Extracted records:
=== Begin Enclosure ===
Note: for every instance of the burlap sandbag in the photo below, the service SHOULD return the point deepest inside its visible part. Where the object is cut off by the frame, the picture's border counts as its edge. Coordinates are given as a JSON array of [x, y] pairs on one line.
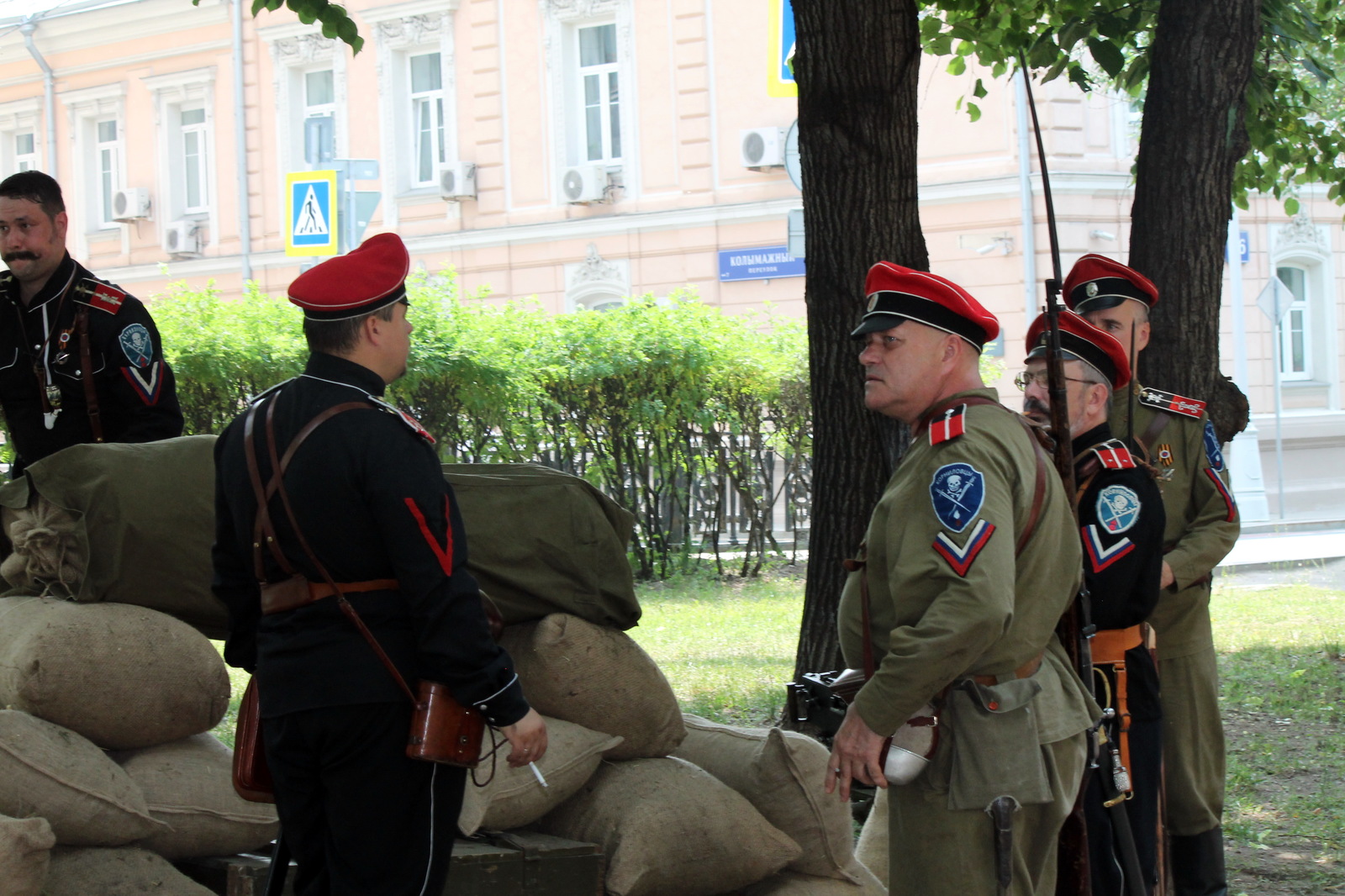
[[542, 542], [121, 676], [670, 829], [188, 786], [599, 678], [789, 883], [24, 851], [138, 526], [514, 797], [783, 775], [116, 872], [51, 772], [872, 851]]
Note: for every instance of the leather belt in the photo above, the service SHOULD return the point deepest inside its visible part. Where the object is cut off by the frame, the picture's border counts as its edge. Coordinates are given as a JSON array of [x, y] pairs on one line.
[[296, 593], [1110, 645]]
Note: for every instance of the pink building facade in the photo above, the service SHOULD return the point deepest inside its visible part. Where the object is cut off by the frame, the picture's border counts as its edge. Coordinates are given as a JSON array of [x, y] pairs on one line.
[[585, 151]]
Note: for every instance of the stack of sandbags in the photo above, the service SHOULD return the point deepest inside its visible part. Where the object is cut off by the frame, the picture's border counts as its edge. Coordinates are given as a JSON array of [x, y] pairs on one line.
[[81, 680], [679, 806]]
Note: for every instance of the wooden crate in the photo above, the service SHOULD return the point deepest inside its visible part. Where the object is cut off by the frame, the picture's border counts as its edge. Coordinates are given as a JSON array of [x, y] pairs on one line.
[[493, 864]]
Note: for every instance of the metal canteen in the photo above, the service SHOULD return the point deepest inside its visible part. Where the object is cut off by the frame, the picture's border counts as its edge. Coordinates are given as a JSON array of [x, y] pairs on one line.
=== End Enclosure ===
| Problem to work on |
If a record holds a picture, leave the picture out, but repeat every line exactly.

| Output below |
Note: for every instance of the burlap sandbag in the photo below, the service SHOULD return the point deepest inside its visible part. Where the object is cut off by the frame, the picture's border counts as its edge. Coordinates are given as a JSON array of [x, y] pairs on one line.
[[542, 542], [121, 676], [670, 829], [188, 786], [599, 678], [789, 883], [24, 851], [138, 526], [514, 797], [783, 775], [116, 872], [51, 772], [872, 851]]
Note: for every instance of the leather belt in the photo above, the service SHOULD return the point deepest inside its visible part. Where the object is cut off by the frame, the picture's border counts as its edge. Coordinates are given as a JSON array of [x, y] pairs on one line.
[[296, 593], [1110, 645]]
Note: for every instance of the pink building facade in the photo above, the service SHOULD return the point deepest inside its visible part. Where the object is cut off by the frame, the picture's border counts as its edge. Coordinates are given as a JSON array of [x, y] pairs on one line.
[[585, 151]]
Note: for every instance of the stack of sandbags in the photo above, the service SHOULD return the point deepest inside its visible part. Where the object is cut off by the frame, the picture's border counts as its edge. Coordinates are given as a JSON array of [x, y] pairs on one line.
[[81, 680], [679, 806]]
Note: for every instance of the wooden crate in the photo above, the service SHOULD return the point deepest inside its visible part. Where the object is cut off by the frame, the picture's border counts as its edge. Coordinates are given as a JSON array of [x, y] pairs on one line.
[[493, 864]]
Note: for every instance of the metal canteen in the photo above, the service SHOULD return the point deepest inside its visible part. Where the object is cut off by the frame, the picture's border counts as its edge. Coordinates are given as a JSON array of [x, y] pairs on one line.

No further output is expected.